··· ENTRIES PROVIDED

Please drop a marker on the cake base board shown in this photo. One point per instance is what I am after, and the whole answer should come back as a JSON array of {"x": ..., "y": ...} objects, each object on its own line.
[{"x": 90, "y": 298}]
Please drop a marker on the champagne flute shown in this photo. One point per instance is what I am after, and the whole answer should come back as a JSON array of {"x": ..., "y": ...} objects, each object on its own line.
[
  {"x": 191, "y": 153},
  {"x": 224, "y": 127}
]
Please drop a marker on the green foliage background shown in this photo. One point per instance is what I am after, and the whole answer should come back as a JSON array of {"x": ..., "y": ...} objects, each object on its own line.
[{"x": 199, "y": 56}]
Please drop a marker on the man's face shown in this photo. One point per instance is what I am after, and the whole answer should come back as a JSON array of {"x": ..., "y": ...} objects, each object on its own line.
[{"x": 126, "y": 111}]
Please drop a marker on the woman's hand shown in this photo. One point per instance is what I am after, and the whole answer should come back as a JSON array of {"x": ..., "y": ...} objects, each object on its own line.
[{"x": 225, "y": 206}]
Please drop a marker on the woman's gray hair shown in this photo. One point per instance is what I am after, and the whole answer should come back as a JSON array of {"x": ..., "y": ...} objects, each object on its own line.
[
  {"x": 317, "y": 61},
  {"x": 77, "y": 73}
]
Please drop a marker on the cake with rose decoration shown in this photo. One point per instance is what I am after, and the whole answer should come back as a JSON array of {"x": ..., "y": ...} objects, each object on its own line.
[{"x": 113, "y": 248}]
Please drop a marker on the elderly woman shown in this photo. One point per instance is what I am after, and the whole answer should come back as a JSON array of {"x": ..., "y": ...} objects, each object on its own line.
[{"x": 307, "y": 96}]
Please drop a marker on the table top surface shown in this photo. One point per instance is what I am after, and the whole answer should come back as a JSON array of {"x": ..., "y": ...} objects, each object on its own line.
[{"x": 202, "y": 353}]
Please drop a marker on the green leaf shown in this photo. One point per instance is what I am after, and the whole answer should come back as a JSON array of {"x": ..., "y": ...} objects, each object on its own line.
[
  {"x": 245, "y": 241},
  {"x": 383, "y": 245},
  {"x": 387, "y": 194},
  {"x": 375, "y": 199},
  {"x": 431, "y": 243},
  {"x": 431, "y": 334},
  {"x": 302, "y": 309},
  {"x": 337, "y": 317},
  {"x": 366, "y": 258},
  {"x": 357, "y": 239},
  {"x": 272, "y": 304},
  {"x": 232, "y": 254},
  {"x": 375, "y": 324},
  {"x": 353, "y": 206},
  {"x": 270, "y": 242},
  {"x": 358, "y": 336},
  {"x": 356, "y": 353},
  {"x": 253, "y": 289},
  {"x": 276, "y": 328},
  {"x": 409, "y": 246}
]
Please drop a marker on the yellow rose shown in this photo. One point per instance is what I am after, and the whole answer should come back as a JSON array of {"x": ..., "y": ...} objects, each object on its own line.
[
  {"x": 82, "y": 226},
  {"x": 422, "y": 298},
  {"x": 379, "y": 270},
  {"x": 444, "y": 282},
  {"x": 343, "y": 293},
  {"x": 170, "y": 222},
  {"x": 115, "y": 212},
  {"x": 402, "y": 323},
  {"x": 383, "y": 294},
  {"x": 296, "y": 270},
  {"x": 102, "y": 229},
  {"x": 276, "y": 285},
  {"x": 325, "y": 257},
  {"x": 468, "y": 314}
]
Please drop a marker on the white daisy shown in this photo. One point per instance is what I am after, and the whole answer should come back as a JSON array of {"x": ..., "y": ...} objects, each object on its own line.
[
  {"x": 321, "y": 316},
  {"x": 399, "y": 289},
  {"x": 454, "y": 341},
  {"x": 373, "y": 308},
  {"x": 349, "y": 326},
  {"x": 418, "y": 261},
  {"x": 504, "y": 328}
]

······

Start to finish, output the whole listing exactly.

Please drop a marker on the cake base board shown in this photo. One point per instance is what I am after, and the whole answer should come back as a JSON array of {"x": ..., "y": ...} objects, each object on its own line.
[{"x": 90, "y": 298}]
Please drop a marker on the champagne flute shown in this photo. One point per instance is what I am after, and the whole answer should come back as a JSON array of {"x": ..., "y": ...} objects, each object on its own line.
[
  {"x": 191, "y": 153},
  {"x": 224, "y": 127}
]
Please drop a marker on the green foliage background shown in this photo. One point per instance is what I am after, and the whole answer should come back as a JSON array of {"x": ..., "y": ...} objects, each object on its own line.
[{"x": 199, "y": 56}]
Please drop a marker on the man's face shown in this photo. One point per instance is what I am after, and the whole answer should come back as a JSON array of {"x": ..., "y": ...} objects, each object on its own line.
[{"x": 126, "y": 111}]
Please drop a marker on the woman's hand shown in this photo. One point per instance is what I am after, and the whole answer should come back as a JSON array of {"x": ..., "y": ...} objects, each object on its own line.
[{"x": 225, "y": 206}]
Please drop a marker on the woman's gray hair shown in this photo. One point per instance is what I am after, and the whole answer should come back as a JSON array of {"x": ..., "y": ...} objects, each object on its own line.
[
  {"x": 317, "y": 61},
  {"x": 77, "y": 73}
]
Please drop a marker on the cake with rose decoration shown in this photo. One point per instance is what I am after, and the whole answer should come back as a JSON array of {"x": ..., "y": ...} objects, each object on its own line.
[{"x": 113, "y": 248}]
Please drop a marker on the elderly woman shown in this photo. One point per instance is what I am after, and the whole answer should come back as a JSON array of {"x": ..., "y": ...} objects, each object on its own line.
[{"x": 307, "y": 96}]
Please drop a marker on the table top surface shown in this photo. One point per instance is what I am after, and the whole answer should come back as a JSON array of {"x": ..., "y": ...} objects, each object on its own line.
[{"x": 202, "y": 353}]
Please drop a marker on the green leaf shown in this photo. One point per instance is what I am after, and the whole answer should come back as a JSON array of {"x": ..., "y": ...} objects, each object on its own line.
[
  {"x": 245, "y": 241},
  {"x": 383, "y": 245},
  {"x": 387, "y": 194},
  {"x": 375, "y": 199},
  {"x": 431, "y": 243},
  {"x": 431, "y": 334},
  {"x": 302, "y": 309},
  {"x": 337, "y": 317},
  {"x": 366, "y": 258},
  {"x": 357, "y": 239},
  {"x": 272, "y": 304},
  {"x": 232, "y": 254},
  {"x": 375, "y": 324},
  {"x": 353, "y": 206},
  {"x": 270, "y": 242},
  {"x": 358, "y": 336},
  {"x": 356, "y": 353},
  {"x": 253, "y": 289},
  {"x": 276, "y": 328},
  {"x": 409, "y": 246}
]
Please drop a marker on the yellow rose shown in this photo. One point per instance is what I am after, and the whole answer should come back as a JSON array of {"x": ..., "y": ...} objects, each object on its own line.
[
  {"x": 82, "y": 226},
  {"x": 422, "y": 298},
  {"x": 379, "y": 270},
  {"x": 444, "y": 282},
  {"x": 343, "y": 293},
  {"x": 170, "y": 222},
  {"x": 115, "y": 212},
  {"x": 402, "y": 323},
  {"x": 383, "y": 294},
  {"x": 296, "y": 270},
  {"x": 102, "y": 229},
  {"x": 276, "y": 285},
  {"x": 325, "y": 257},
  {"x": 468, "y": 314}
]
Please drop a marker on the white daisy shown in this photo. One point per instance is what I am after, and the whole answer should come back as a JSON array of {"x": ..., "y": ...} objects, each object on its own line.
[
  {"x": 321, "y": 316},
  {"x": 399, "y": 289},
  {"x": 454, "y": 341},
  {"x": 373, "y": 308},
  {"x": 349, "y": 326},
  {"x": 418, "y": 261},
  {"x": 504, "y": 328}
]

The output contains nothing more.